◆ **Aim**
Find the line containing "Put one marker on each instance of the brick", then output it and every line after it through the end of the listing below, exactly as written.

◆ **Data to use**
────────────────

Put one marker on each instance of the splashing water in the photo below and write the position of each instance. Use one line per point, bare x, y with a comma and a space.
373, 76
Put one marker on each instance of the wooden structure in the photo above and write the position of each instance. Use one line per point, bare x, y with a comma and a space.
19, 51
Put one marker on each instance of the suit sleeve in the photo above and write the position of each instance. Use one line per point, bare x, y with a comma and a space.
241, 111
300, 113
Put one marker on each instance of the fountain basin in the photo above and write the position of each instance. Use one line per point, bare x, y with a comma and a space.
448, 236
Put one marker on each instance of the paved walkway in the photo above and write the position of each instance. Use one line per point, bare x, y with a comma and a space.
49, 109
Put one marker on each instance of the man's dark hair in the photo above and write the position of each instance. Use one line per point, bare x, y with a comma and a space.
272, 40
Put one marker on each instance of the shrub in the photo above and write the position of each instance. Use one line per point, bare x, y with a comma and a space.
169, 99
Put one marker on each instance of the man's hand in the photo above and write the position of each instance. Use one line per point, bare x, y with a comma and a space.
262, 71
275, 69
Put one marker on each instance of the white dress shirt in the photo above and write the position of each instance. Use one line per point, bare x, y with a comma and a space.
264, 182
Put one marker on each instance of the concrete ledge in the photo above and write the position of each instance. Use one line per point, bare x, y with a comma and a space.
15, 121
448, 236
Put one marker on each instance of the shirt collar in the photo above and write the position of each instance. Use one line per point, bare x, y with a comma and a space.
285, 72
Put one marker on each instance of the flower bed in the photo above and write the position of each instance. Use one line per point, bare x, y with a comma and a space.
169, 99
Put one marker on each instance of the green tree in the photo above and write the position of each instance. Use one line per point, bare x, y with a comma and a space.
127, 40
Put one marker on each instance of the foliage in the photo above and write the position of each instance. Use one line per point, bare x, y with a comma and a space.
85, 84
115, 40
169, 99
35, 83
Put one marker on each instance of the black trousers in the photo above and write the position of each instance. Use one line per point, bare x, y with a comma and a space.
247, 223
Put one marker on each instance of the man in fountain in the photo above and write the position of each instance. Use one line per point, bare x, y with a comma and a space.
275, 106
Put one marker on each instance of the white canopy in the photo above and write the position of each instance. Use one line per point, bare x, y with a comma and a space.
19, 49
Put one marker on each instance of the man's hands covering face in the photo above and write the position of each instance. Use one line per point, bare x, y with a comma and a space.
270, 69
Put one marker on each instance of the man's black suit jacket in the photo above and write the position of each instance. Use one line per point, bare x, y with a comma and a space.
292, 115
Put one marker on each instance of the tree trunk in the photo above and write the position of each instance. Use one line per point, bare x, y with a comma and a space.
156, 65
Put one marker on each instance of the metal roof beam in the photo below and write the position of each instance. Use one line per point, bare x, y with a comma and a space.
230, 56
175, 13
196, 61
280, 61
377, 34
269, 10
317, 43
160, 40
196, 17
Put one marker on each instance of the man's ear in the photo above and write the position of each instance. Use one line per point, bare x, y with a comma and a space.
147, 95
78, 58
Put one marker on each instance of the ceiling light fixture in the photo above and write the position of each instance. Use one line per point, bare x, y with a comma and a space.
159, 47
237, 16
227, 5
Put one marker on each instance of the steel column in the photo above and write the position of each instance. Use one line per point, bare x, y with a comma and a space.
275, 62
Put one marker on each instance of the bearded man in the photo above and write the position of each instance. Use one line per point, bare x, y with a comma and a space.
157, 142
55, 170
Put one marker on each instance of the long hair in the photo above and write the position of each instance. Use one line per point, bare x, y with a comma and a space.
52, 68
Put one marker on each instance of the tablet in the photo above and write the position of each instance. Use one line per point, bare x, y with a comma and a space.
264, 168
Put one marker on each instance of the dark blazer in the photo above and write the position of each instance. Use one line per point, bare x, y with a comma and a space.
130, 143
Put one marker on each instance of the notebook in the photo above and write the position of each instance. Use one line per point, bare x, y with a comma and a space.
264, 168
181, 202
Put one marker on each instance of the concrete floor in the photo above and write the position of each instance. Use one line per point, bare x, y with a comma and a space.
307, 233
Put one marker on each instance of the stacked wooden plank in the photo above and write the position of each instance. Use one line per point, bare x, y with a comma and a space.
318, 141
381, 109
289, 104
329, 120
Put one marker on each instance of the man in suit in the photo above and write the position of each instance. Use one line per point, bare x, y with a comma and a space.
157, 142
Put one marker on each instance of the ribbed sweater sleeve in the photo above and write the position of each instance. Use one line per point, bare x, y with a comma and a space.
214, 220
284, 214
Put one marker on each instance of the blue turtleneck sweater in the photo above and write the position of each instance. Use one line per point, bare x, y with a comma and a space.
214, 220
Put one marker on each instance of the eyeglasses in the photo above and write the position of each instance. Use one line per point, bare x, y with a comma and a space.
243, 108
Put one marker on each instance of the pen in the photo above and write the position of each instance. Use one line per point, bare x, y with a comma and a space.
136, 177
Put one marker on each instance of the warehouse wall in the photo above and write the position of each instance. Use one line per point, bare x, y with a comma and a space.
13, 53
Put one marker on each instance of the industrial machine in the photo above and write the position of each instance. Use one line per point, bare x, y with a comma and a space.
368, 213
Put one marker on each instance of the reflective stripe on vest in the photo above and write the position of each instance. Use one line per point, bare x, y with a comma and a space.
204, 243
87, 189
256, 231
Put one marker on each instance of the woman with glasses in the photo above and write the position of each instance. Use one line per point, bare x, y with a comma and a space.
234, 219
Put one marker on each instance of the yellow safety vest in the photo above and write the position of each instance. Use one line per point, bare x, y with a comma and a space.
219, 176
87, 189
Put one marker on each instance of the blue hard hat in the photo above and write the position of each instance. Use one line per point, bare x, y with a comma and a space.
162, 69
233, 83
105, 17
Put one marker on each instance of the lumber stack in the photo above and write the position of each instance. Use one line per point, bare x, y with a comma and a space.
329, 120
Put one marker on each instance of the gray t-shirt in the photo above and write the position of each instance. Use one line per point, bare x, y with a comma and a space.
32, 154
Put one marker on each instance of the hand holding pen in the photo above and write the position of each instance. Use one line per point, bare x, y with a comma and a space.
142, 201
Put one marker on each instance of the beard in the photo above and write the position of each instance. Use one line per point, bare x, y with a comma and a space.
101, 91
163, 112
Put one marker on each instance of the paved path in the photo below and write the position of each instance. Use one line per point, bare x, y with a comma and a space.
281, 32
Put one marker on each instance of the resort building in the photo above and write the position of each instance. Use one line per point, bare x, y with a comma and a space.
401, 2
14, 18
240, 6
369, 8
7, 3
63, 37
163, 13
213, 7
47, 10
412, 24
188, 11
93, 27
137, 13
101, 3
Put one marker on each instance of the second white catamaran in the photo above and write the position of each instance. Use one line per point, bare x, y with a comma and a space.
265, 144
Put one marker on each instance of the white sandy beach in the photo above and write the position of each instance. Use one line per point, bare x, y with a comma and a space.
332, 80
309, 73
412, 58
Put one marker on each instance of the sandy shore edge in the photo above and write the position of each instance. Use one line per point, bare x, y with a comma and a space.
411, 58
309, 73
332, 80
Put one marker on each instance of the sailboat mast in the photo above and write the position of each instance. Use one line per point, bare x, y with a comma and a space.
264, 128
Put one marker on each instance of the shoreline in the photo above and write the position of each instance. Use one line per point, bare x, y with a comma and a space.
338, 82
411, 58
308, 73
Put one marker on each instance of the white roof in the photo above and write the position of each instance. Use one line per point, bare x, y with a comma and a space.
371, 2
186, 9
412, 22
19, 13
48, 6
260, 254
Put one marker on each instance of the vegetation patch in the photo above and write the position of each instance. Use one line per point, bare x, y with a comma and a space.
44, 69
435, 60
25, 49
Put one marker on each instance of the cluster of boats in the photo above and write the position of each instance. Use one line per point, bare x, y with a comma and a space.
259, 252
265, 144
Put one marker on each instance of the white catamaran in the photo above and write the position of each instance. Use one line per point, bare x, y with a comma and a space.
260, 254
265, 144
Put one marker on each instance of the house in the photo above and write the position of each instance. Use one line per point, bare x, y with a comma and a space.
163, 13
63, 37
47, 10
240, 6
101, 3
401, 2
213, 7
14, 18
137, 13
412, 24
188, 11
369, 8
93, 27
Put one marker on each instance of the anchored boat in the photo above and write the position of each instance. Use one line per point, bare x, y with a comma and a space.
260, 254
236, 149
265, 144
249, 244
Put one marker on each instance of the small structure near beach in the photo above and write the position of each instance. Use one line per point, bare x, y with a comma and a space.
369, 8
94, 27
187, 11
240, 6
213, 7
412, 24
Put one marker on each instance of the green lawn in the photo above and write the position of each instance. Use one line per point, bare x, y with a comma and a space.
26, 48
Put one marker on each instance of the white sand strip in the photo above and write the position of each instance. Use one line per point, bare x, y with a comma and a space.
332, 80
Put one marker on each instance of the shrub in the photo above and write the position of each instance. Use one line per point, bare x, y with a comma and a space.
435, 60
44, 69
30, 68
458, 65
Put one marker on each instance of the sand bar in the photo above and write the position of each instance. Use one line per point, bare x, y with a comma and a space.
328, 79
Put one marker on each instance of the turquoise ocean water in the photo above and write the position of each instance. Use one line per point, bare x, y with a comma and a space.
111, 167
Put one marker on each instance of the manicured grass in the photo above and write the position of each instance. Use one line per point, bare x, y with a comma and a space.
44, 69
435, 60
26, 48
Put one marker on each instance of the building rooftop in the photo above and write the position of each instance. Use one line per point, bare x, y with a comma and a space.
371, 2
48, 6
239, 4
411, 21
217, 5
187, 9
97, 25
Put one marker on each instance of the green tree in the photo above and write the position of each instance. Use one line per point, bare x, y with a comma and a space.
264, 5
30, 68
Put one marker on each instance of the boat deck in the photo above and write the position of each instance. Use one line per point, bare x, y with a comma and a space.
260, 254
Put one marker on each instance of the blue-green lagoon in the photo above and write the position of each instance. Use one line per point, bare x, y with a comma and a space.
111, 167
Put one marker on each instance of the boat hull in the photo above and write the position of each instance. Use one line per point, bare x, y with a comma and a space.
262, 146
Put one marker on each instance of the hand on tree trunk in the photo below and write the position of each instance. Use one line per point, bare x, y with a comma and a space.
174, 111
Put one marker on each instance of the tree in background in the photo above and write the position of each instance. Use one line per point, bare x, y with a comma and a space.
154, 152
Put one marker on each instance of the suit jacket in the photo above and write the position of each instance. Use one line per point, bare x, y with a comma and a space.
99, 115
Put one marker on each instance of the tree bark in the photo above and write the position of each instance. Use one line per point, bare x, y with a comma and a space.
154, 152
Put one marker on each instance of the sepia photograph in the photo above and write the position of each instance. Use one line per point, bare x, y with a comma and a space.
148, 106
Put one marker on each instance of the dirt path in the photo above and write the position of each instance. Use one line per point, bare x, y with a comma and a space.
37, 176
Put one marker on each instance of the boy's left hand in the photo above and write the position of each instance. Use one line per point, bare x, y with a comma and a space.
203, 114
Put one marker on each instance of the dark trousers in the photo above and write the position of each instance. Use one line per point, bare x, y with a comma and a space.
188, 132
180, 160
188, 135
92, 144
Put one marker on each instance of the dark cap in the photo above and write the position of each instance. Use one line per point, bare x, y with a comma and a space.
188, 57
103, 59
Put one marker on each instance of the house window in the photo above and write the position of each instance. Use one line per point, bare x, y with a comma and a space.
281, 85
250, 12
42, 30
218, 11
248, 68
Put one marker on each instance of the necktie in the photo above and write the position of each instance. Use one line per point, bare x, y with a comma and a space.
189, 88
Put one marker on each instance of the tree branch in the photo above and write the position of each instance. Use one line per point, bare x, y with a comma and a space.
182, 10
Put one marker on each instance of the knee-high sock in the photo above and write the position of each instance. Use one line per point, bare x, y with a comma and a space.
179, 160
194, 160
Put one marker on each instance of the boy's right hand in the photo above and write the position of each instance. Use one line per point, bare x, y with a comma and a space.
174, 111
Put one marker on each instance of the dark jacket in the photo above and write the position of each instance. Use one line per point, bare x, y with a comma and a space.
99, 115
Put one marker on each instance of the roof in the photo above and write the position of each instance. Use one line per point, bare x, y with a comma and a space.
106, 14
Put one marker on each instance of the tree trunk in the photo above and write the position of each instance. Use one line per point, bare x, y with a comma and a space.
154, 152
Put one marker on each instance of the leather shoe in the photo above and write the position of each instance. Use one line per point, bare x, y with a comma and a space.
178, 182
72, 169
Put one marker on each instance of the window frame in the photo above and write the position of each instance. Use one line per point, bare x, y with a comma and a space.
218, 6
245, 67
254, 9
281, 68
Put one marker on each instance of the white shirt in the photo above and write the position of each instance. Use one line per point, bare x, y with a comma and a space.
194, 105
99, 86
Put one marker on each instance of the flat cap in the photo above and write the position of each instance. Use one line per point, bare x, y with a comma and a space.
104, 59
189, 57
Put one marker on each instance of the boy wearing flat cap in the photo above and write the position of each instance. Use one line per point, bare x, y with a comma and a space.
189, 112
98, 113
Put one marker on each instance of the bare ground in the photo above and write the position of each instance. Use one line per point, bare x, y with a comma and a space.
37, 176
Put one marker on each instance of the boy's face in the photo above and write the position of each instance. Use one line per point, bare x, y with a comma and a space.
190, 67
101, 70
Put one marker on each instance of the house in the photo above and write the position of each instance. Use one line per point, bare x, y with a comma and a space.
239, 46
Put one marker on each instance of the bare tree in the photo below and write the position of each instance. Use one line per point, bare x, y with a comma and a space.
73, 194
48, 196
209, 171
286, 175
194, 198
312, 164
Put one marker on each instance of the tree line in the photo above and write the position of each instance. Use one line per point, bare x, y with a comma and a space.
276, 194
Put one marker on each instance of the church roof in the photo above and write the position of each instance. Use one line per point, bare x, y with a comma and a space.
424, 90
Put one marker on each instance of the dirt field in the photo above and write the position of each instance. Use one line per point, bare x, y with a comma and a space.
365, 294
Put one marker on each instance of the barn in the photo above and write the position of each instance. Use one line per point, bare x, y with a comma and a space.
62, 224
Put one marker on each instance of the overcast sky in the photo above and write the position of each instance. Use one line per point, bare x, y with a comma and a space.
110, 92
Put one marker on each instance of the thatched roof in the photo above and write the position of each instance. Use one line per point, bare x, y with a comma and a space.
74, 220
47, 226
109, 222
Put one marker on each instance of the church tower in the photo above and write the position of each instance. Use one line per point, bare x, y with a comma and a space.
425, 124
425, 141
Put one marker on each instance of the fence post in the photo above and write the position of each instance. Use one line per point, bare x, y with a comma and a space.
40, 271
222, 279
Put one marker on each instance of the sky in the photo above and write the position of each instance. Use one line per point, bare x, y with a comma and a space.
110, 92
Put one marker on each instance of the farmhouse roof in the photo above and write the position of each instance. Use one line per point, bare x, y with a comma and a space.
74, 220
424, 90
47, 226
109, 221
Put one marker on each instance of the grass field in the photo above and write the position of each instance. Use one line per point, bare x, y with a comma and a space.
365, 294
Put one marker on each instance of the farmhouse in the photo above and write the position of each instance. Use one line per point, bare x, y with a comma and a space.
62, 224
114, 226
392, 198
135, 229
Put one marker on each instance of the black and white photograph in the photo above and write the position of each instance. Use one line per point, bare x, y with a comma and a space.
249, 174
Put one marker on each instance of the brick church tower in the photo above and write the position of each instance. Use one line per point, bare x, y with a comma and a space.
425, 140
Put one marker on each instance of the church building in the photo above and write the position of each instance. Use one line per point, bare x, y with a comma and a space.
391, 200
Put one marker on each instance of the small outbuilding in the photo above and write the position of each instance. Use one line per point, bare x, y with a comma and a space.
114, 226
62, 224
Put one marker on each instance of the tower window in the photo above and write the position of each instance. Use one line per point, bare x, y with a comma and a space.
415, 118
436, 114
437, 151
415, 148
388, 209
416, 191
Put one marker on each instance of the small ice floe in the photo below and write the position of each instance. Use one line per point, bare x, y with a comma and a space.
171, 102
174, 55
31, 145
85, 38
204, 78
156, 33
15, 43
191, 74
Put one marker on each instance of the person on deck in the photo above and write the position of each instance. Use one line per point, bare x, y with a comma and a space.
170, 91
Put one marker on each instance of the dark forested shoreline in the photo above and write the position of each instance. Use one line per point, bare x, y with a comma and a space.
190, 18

────────────────

◆ **Response to the exercise**
Put one marker on each instance of the brick church tower in the photo above and write the position of each instance. Use one line per point, bare x, y with a comma and a space.
425, 140
Put one marker on each instance of the church building in the photo above and write the position of each instance. Use one line per point, bare x, y with a comma and a space.
391, 200
Put one marker on each instance of the small outbuilding in the photo above and write the position of each instance. Use one line per point, bare x, y with a comma and a space.
114, 226
62, 224
Put one marker on each instance of the tower window in the photo above and write the position of each instance. Use one line per point, bare x, y with a comma and a space.
415, 118
436, 114
437, 151
415, 148
388, 209
416, 191
Put one marker on each instance of the small ice floe in the photo below and write the position of each instance. Use one line per point, bare x, y with a comma and a space.
171, 102
174, 55
31, 145
85, 38
204, 78
156, 33
15, 43
191, 74
Put one marker on each instance of the person on deck in the photo above and write the position of each instance. Use one line per point, bare x, y with a comma and a space.
170, 91
Put one marker on each instance of the dark forested shoreline in the photo above and write the position of each instance. Use one line per point, bare x, y with a comma and a space.
190, 18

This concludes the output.